■ **Set task A**: Translate this sentence from the forum excerpt into Spanish: "It turns her off when she sees you as unassertive and lacking your own direction."
■ **Set task B**: From the forum excerpt, extract the text between "My husband has" and "wants to be led.", inclusive.

■ **Supplied passage**:
○ ○ ○ ○

If she is more passive herself... she is not going to want a more passive man... if you were both too much the same, it wouldn't work either... 

My husband has forever asked me what I want to do 1st.. .it's not like he doesn't have an opinion, but he always considers mine.... I think that's beautiful, not a fault.... I probably could not relate to a woman who didn't find that a good thing or a turn off...I love it!


----------



## FishKing (Jun 28, 2012)

2ntnuf said:


> FormerSelf is right. It's your approach with her and others in public. How you present yourself may embarrass her and she doesn't know if she can handle it. It turns her off when she sees you as unassertive and lacking your own direction. She wants someone to lead while she follows because she likes to do what that man is doing. She doesn't want to think about it too much. She wants to be led.
> 
> I totally agree with you on this, my marriage with my ex of 14 yrs, i think played a part of this, My ex was somewhat controlling and very take charge, so often i left her roll with alot of things, making decisions etc.so i am seeing now that some of this may be rolling over to this girl ive been dating.The funny thing is, i talked to my ex today, and asked her about what this girl was saying to me about the feminine qualities, etc, and my ex agreed that she seen some of that too in our marriage.
> 
> ...


----------



## FishKing (Jun 28, 2012)

○ ○ ○ ○

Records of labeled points
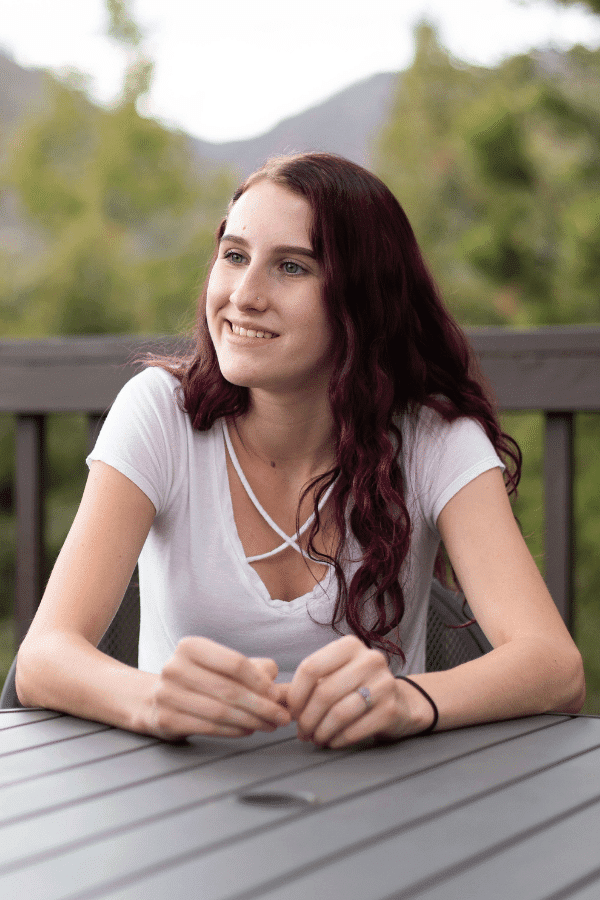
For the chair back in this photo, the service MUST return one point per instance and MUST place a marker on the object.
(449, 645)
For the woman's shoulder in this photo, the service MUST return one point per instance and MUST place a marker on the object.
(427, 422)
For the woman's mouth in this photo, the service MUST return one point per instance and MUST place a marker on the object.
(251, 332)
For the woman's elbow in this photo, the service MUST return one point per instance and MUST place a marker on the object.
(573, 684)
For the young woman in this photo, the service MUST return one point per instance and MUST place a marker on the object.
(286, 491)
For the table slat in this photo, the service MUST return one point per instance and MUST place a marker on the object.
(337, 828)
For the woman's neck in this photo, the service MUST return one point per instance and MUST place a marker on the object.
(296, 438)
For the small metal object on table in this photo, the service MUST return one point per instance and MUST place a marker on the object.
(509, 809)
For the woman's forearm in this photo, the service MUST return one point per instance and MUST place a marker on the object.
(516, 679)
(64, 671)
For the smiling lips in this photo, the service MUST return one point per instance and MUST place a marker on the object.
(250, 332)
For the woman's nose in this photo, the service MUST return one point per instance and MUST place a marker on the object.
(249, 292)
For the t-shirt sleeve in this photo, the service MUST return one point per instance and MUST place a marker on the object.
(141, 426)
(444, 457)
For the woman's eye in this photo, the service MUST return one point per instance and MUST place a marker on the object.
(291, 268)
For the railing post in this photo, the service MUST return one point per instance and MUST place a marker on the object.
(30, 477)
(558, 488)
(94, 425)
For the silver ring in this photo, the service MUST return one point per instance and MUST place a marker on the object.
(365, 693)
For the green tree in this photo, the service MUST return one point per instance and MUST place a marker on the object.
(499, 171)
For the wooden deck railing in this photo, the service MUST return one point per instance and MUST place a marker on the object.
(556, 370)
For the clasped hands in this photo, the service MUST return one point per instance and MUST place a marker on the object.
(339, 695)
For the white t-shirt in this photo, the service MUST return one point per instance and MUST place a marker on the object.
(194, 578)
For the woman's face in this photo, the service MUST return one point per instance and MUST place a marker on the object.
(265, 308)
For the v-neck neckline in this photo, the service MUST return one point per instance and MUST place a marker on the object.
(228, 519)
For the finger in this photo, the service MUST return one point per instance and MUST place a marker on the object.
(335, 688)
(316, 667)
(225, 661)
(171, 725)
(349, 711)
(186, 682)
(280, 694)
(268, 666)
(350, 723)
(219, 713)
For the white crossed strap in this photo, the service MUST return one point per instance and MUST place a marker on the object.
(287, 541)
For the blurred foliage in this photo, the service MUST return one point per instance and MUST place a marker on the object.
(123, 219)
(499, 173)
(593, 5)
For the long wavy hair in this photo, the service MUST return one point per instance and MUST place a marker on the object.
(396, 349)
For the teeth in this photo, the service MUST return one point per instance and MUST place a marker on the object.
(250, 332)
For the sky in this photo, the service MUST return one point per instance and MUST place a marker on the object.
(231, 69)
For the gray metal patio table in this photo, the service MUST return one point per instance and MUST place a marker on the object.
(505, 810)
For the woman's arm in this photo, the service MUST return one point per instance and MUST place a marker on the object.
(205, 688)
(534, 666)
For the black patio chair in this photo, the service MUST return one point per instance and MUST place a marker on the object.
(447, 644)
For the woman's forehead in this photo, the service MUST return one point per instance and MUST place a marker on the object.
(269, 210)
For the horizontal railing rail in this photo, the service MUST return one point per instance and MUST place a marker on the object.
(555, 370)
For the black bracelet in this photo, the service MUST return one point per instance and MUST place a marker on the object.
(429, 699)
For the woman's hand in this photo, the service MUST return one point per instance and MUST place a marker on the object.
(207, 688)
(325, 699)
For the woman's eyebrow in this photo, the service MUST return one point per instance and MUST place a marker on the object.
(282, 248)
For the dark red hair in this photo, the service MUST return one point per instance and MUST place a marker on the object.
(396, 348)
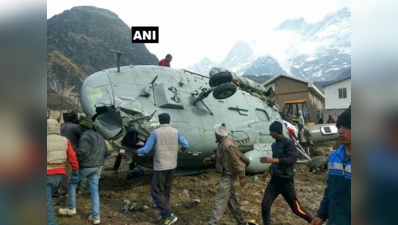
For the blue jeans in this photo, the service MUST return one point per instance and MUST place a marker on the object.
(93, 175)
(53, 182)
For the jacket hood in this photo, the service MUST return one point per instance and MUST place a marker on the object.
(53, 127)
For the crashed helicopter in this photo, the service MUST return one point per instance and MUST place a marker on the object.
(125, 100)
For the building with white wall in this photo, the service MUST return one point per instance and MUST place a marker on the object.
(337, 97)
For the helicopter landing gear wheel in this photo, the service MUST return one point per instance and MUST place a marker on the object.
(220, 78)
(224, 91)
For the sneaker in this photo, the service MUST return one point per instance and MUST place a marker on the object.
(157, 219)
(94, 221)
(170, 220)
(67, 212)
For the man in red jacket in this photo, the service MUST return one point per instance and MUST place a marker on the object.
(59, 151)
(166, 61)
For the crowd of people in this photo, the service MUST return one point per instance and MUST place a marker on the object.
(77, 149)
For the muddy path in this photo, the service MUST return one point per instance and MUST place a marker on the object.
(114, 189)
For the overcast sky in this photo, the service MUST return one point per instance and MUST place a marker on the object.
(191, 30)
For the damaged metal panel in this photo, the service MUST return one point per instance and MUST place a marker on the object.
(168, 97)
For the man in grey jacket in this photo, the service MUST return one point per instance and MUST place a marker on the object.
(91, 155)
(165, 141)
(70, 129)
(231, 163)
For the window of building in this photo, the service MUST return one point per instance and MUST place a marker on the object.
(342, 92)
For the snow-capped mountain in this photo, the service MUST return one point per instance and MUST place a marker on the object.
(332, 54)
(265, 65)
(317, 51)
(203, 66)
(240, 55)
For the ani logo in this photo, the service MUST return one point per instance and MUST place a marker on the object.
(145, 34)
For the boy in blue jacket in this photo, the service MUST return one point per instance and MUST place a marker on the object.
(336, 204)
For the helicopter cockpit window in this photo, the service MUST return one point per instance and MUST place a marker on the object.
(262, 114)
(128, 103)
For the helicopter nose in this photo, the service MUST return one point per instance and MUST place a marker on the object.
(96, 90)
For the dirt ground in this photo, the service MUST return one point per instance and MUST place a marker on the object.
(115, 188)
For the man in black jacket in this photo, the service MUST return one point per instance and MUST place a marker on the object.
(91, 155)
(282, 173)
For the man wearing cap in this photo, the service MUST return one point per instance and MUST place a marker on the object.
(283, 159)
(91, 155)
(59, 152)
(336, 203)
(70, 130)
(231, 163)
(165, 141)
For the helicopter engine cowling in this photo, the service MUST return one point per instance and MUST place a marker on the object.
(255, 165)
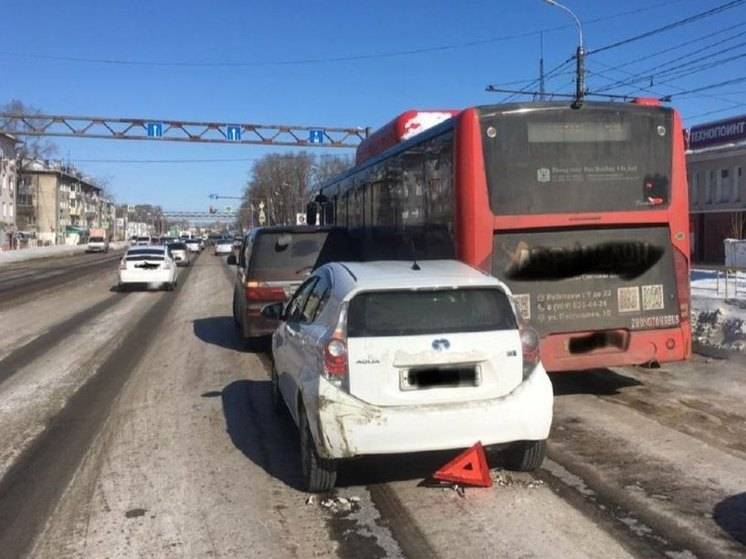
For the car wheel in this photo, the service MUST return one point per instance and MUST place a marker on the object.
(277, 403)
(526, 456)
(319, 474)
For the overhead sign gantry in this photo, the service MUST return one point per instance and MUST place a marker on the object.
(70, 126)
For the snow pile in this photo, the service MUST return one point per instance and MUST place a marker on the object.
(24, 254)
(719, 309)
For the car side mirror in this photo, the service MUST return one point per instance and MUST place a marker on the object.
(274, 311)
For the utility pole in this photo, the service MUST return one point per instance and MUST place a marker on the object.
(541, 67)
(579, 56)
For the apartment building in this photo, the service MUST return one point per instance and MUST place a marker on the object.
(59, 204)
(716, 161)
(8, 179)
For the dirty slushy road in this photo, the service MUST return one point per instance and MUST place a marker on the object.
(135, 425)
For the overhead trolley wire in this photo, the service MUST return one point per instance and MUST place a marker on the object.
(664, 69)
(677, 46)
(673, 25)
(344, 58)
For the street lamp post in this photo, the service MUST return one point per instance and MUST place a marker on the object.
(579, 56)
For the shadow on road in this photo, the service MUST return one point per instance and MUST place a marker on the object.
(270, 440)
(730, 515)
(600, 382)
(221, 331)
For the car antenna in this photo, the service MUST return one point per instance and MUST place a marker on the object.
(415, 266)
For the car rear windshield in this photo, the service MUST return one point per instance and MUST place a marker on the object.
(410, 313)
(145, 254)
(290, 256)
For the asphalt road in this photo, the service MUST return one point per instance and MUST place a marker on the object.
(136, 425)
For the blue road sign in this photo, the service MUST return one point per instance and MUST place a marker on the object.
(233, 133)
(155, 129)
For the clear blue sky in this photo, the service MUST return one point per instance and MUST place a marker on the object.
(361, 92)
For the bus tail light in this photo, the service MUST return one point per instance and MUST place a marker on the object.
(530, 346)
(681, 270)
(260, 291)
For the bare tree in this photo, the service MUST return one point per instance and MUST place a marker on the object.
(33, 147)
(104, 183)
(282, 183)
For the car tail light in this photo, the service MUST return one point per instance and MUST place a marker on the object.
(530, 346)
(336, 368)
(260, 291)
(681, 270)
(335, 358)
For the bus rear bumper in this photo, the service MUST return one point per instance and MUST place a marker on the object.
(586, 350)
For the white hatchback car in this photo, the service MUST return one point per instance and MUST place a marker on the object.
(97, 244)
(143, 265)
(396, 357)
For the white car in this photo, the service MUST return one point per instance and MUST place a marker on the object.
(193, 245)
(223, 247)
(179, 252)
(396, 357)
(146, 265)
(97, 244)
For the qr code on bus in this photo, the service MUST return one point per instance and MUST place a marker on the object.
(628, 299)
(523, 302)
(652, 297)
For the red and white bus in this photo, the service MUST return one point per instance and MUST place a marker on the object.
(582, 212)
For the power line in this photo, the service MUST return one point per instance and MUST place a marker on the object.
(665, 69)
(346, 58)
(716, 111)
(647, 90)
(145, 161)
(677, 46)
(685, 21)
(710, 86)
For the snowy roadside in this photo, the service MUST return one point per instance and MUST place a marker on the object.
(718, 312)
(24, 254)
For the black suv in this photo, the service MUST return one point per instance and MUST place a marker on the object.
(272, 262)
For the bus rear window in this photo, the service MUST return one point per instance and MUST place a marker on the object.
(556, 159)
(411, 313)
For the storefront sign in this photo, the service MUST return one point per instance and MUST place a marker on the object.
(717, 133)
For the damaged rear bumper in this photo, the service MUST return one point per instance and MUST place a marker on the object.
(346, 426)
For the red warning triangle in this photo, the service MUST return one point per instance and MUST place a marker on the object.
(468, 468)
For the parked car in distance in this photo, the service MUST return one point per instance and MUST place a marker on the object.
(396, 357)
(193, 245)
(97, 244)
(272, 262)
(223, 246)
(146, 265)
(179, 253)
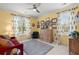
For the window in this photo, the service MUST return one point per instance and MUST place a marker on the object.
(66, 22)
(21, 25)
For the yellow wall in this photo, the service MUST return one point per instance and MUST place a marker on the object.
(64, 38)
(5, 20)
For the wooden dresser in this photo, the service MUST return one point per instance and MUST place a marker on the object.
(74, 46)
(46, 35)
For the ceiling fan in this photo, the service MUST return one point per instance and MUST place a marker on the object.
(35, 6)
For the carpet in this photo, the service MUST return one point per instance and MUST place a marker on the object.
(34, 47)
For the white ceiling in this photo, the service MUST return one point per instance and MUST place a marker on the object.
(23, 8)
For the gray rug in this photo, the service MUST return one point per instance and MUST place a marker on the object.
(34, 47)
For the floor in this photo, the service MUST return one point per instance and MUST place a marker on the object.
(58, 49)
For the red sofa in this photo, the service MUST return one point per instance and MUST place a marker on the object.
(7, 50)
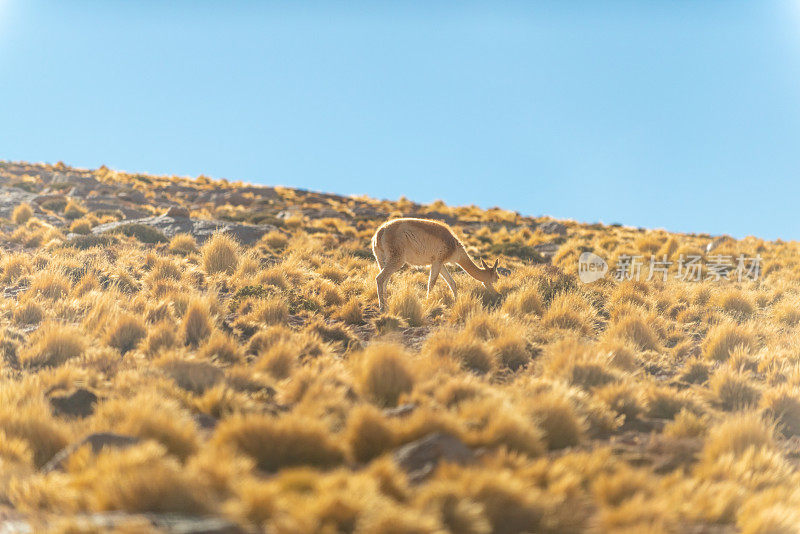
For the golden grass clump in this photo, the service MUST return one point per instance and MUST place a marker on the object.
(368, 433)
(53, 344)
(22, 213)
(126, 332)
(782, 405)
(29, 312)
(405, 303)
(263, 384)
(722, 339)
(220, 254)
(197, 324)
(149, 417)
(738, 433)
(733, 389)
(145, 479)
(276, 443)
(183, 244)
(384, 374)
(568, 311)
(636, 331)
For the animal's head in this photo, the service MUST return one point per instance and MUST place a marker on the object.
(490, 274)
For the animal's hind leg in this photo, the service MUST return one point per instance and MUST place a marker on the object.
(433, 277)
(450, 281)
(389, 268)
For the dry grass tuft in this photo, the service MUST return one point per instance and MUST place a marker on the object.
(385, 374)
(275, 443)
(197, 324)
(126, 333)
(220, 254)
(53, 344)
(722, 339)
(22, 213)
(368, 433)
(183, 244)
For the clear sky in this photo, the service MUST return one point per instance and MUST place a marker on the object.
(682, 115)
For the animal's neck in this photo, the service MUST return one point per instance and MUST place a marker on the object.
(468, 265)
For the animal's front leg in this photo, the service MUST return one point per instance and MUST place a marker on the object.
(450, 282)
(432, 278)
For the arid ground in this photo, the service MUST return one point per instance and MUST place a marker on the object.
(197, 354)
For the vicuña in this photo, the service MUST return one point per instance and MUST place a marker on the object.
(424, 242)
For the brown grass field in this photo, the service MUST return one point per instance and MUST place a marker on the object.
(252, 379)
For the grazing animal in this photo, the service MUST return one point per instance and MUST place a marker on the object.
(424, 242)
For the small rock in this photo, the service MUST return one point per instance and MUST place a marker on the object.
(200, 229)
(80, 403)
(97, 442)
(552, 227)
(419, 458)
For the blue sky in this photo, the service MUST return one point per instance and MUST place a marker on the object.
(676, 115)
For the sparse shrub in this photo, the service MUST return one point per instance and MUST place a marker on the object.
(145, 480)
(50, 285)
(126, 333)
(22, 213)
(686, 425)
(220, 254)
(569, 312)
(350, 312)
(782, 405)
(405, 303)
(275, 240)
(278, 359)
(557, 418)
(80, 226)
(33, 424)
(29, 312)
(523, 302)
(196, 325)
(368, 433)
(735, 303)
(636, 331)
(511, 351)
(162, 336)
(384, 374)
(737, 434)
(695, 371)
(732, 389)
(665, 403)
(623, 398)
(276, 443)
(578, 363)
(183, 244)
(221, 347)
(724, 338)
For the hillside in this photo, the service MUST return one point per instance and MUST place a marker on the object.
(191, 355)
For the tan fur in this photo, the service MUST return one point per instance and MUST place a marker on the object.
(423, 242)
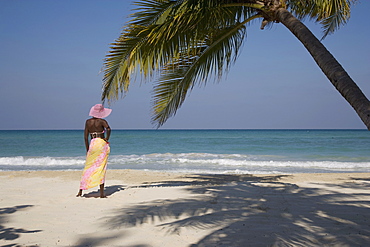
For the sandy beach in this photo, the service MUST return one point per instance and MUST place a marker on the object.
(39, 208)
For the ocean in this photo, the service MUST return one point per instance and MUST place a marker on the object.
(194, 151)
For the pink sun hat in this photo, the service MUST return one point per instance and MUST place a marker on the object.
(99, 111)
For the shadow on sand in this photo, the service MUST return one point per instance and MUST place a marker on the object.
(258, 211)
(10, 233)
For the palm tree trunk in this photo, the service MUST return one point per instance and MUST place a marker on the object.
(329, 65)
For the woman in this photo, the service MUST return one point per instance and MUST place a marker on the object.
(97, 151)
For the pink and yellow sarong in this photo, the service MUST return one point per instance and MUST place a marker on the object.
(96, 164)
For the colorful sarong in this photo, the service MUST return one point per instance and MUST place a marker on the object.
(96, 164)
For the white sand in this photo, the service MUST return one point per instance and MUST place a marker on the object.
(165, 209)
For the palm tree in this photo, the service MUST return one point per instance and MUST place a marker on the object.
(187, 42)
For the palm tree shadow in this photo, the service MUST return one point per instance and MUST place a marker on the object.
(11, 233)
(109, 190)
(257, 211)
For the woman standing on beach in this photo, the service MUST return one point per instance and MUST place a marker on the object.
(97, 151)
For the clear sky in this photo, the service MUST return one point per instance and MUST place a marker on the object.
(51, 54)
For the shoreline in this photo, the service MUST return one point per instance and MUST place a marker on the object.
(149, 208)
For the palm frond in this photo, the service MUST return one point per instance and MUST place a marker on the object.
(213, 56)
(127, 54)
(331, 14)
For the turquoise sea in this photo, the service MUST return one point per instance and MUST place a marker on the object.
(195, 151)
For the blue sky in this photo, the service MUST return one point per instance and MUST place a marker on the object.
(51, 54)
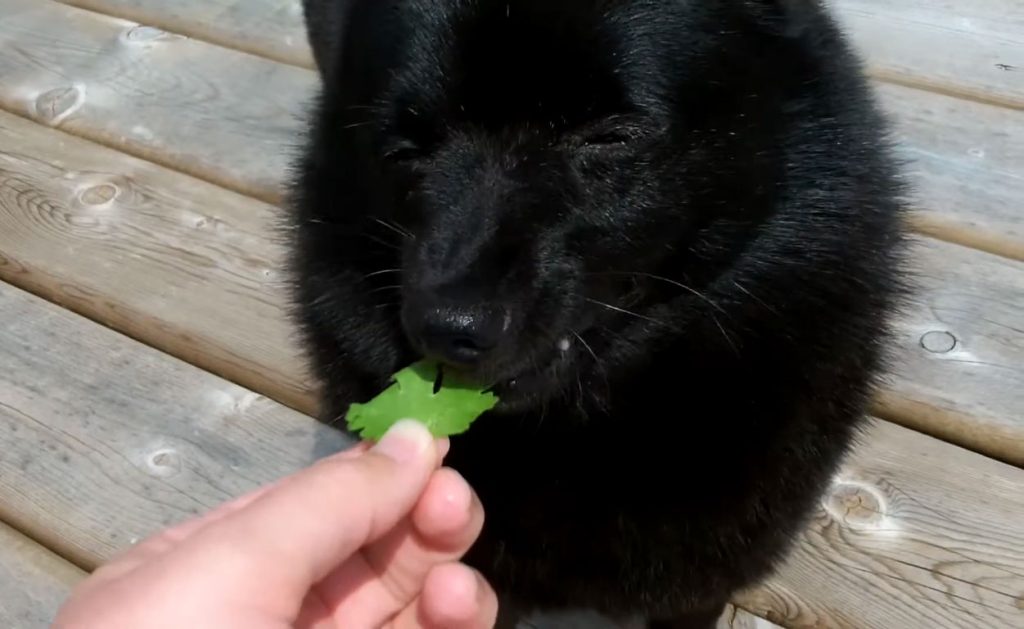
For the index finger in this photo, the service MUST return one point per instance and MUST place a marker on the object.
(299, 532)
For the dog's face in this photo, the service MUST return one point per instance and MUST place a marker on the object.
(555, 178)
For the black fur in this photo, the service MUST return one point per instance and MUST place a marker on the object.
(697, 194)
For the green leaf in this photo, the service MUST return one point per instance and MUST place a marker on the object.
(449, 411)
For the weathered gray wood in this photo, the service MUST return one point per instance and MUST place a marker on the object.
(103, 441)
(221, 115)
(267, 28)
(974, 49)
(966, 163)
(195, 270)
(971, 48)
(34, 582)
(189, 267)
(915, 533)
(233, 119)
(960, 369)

○ ○ ○ ○

■ **Task response A**: Le desagrada cuando te ve poco asertivo y sin un rumbo propio.

■ **Task response B**:
My husband has forever asked me what I want to do 1st.. .it's not like he doesn't have an opinion, but he always considers mine.... I think that's beautiful, not a fault.... I probably could not relate to a woman who didn't find that a good thing or a turn off...I love it!


----------



## FishKing (Jun 28, 2012)

2ntnuf said:


> FormerSelf is right. It's your approach with her and others in public. How you present yourself may embarrass her and she doesn't know if she can handle it. It turns her off when she sees you as unassertive and lacking your own direction. She wants someone to lead while she follows because she likes to do what that man is doing. She doesn't want to think about it too much. She wants to be led.